EXERCISE BRIEF ▸
From the line containing "Query tinted window" to the last line of the records, please reproduce every line exactly and nothing more.

DATASET RECORDS ▸
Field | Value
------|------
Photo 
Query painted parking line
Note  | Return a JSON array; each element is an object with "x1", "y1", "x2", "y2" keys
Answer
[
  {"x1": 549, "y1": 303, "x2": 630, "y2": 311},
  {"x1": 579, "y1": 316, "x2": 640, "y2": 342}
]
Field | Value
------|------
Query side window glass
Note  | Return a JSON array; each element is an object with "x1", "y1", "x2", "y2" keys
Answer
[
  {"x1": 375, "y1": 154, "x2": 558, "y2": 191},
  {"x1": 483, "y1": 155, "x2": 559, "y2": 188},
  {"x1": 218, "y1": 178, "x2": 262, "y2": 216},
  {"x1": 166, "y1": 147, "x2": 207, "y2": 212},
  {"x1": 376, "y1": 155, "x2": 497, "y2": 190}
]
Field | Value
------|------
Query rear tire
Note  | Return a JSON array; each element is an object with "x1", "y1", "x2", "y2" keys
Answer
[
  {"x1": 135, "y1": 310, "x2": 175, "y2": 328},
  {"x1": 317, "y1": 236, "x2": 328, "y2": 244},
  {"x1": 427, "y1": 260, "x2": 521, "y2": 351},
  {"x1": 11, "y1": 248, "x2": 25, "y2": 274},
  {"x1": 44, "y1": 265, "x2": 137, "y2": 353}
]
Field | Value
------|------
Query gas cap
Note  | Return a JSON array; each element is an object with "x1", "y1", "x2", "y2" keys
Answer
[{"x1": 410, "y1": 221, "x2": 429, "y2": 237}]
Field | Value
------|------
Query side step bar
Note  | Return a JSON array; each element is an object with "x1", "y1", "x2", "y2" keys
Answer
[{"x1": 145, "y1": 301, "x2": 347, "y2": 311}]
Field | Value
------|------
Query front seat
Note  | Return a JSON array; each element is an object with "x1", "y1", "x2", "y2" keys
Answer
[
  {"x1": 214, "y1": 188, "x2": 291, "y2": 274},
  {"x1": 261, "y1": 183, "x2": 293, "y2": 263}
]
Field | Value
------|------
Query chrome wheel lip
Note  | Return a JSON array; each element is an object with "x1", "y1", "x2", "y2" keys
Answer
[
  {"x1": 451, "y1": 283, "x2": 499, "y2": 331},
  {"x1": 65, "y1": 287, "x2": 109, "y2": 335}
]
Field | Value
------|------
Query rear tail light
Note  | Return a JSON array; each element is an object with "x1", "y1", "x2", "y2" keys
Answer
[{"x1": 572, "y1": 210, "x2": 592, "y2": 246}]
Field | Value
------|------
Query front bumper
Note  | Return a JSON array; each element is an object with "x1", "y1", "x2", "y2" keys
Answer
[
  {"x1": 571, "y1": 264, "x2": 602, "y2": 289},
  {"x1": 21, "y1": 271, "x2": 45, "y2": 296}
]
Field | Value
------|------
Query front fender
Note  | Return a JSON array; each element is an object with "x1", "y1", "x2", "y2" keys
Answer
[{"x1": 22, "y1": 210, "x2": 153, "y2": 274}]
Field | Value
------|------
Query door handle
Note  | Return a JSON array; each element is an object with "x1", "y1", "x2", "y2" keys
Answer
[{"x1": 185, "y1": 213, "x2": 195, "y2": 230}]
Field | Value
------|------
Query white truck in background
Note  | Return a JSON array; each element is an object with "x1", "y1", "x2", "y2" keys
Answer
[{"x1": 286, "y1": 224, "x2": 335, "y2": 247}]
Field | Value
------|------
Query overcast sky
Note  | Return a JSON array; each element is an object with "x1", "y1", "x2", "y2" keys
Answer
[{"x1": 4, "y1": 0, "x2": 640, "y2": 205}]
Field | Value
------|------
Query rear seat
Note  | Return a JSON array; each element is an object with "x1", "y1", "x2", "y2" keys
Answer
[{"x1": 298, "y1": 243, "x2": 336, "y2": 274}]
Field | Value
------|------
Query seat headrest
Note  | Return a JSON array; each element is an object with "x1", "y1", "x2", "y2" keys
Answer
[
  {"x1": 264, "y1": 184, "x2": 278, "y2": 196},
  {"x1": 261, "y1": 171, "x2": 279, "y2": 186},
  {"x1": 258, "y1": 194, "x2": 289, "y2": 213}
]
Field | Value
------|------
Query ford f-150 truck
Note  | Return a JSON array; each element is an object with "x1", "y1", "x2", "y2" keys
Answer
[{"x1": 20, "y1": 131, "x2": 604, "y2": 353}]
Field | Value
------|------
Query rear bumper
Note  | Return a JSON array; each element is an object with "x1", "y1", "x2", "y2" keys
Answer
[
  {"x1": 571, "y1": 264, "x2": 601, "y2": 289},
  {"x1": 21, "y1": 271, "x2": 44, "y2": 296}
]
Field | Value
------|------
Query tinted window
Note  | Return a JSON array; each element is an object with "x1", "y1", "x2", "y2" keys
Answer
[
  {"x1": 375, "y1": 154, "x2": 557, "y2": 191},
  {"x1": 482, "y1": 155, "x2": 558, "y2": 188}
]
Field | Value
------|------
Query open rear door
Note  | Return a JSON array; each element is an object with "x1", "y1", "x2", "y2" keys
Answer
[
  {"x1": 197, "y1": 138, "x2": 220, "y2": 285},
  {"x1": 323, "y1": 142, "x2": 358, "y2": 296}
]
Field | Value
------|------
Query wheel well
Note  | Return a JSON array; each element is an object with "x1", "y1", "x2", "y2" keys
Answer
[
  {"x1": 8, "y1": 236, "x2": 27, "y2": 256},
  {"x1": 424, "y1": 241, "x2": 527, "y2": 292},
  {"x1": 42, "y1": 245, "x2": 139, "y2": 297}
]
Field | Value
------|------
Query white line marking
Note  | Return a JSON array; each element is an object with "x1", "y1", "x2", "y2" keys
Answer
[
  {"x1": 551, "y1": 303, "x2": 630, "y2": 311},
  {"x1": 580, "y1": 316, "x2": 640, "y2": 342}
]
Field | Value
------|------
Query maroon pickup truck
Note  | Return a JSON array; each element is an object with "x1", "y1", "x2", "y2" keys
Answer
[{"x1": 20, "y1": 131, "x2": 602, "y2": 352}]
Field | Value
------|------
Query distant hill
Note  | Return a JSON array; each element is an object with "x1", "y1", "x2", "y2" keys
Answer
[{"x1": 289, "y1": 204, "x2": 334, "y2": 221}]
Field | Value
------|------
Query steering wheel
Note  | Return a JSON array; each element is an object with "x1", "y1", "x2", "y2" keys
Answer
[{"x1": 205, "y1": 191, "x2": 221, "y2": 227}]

EXERCISE ANSWER ▸
Query tinted window
Note  | Return a JSON array; each element is an object with "x1", "y1", "x2", "y2" keys
Answer
[
  {"x1": 375, "y1": 154, "x2": 557, "y2": 191},
  {"x1": 482, "y1": 155, "x2": 558, "y2": 188}
]
Field | Value
------|------
Query open rear door
Note  | Return a JSON array; each element is an object with "x1", "y1", "x2", "y2" keys
Answer
[
  {"x1": 197, "y1": 138, "x2": 220, "y2": 285},
  {"x1": 323, "y1": 142, "x2": 358, "y2": 296}
]
Field | Value
------|------
Query wheel well
Note  | Return a JSON array; each element is an object with "x1", "y1", "x2", "y2" keys
Answer
[
  {"x1": 8, "y1": 236, "x2": 27, "y2": 256},
  {"x1": 424, "y1": 241, "x2": 527, "y2": 292},
  {"x1": 42, "y1": 245, "x2": 139, "y2": 297}
]
Field | Value
------|------
Query white line marking
Note  | Return a JSON array; each element is an object with "x1", "y1", "x2", "y2" keys
Answer
[
  {"x1": 551, "y1": 303, "x2": 630, "y2": 311},
  {"x1": 580, "y1": 316, "x2": 640, "y2": 342}
]
Field | Value
------|------
Query maroon pickup truck
Note  | Return a JSON array; each element is an object with "x1", "y1", "x2", "y2" keys
Answer
[{"x1": 20, "y1": 131, "x2": 602, "y2": 352}]
Field | Value
------|------
Query distant hill
Note  | Return a JSON array; each element is an object with "x1", "y1", "x2", "y2" keys
Answer
[{"x1": 289, "y1": 204, "x2": 334, "y2": 221}]
Field | Value
------|------
Query steering wheel
Note  | Return a JSON array; each element is an object with "x1", "y1", "x2", "y2" keys
Answer
[{"x1": 205, "y1": 191, "x2": 221, "y2": 227}]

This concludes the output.